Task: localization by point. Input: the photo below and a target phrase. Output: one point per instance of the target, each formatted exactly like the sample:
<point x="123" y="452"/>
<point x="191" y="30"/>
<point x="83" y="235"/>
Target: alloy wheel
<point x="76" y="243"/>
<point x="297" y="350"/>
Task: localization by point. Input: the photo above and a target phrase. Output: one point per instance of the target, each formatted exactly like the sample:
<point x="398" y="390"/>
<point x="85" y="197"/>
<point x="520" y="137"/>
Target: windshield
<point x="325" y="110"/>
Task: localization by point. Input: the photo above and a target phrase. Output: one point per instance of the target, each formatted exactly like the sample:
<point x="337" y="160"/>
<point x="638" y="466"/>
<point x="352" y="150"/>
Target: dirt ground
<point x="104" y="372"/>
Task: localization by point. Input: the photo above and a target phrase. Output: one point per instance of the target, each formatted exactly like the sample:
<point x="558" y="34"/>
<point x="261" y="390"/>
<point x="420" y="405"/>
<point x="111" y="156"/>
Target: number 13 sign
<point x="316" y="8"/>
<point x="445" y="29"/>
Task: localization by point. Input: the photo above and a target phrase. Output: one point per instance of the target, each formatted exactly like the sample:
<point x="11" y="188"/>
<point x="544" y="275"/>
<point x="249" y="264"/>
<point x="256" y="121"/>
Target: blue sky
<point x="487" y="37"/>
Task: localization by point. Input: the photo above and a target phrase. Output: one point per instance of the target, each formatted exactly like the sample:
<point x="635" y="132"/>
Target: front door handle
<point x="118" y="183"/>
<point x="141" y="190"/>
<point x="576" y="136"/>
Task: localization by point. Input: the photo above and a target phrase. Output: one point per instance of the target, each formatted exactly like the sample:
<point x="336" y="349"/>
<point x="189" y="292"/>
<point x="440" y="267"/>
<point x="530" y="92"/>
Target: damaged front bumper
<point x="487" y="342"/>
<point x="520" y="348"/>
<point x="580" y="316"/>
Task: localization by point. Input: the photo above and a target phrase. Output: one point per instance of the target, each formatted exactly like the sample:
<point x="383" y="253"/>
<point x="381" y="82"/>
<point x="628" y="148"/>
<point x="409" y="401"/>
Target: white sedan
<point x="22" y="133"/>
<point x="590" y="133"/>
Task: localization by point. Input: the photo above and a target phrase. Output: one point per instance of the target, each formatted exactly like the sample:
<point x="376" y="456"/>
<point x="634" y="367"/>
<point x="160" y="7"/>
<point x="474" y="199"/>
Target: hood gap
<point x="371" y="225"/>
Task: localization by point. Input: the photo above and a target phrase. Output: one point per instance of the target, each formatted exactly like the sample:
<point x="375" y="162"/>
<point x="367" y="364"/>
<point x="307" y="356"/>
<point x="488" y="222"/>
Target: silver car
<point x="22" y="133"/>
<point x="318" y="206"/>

- _STATED PROBLEM_: Reproduce every record, matching each line exactly.

- _WORKED ANSWER_:
Task: localization by point. Input: the photo below and a target phrase. Output: one point per instance of the target, each formatted exactly like the sample:
<point x="123" y="452"/>
<point x="191" y="30"/>
<point x="83" y="235"/>
Target: alloy wheel
<point x="76" y="243"/>
<point x="297" y="350"/>
Task: localization by point. Input: the photo above and a target phrase. Output: one point per instance of the target, each formatted exactly like the sample:
<point x="398" y="390"/>
<point x="85" y="197"/>
<point x="520" y="137"/>
Target: windshield
<point x="325" y="110"/>
Task: localization by point. Input: the photo above and a target phrase. Output: one point per instance of the target, each formatted exactly like the sample:
<point x="337" y="160"/>
<point x="638" y="466"/>
<point x="352" y="150"/>
Target: dirt ground
<point x="104" y="372"/>
Task: localization by point. Input: the photo above and a target phrase. Output: one point per instance of the target, each formatted exactly like the sample:
<point x="558" y="34"/>
<point x="261" y="390"/>
<point x="420" y="405"/>
<point x="111" y="156"/>
Target: number 13 sign
<point x="316" y="8"/>
<point x="445" y="29"/>
Task: localization by point. Input: the photo above and a target phrase. Output: one point per instance of the target, each formatted exactly like the sample:
<point x="11" y="188"/>
<point x="544" y="275"/>
<point x="249" y="264"/>
<point x="256" y="121"/>
Target: blue sky
<point x="487" y="37"/>
Task: localization by point. Input: the photo above and a target phrase. Output: one point per instance of the target, each formatted exactly like the sample:
<point x="635" y="132"/>
Target: front door handle
<point x="118" y="183"/>
<point x="141" y="190"/>
<point x="576" y="136"/>
Task: localization by point. Input: the photo above and a target phrase. Output: one point per instance of the target, each formatted exactly like the sample:
<point x="336" y="349"/>
<point x="189" y="292"/>
<point x="440" y="267"/>
<point x="530" y="92"/>
Target: damaged front bumper
<point x="487" y="342"/>
<point x="520" y="348"/>
<point x="580" y="316"/>
Task: localization by point. Input: the photo above and a target phrase. Output: one point per instance of the target, each formatted exactly like the sample:
<point x="383" y="253"/>
<point x="381" y="82"/>
<point x="628" y="148"/>
<point x="409" y="401"/>
Target: white sedan
<point x="22" y="133"/>
<point x="590" y="133"/>
Task: localization by point. Input: the photo above and a target phrase. Output: one point per instance of the target, each formatted exactly like the sample:
<point x="376" y="456"/>
<point x="634" y="367"/>
<point x="160" y="7"/>
<point x="474" y="199"/>
Target: hood gap
<point x="371" y="225"/>
Task: localization by point. Input: the photo above and a target phrase. Output: one point per instance of the target, each formatted exactly like the sample:
<point x="375" y="162"/>
<point x="367" y="364"/>
<point x="307" y="356"/>
<point x="488" y="222"/>
Target: silver car
<point x="22" y="133"/>
<point x="318" y="206"/>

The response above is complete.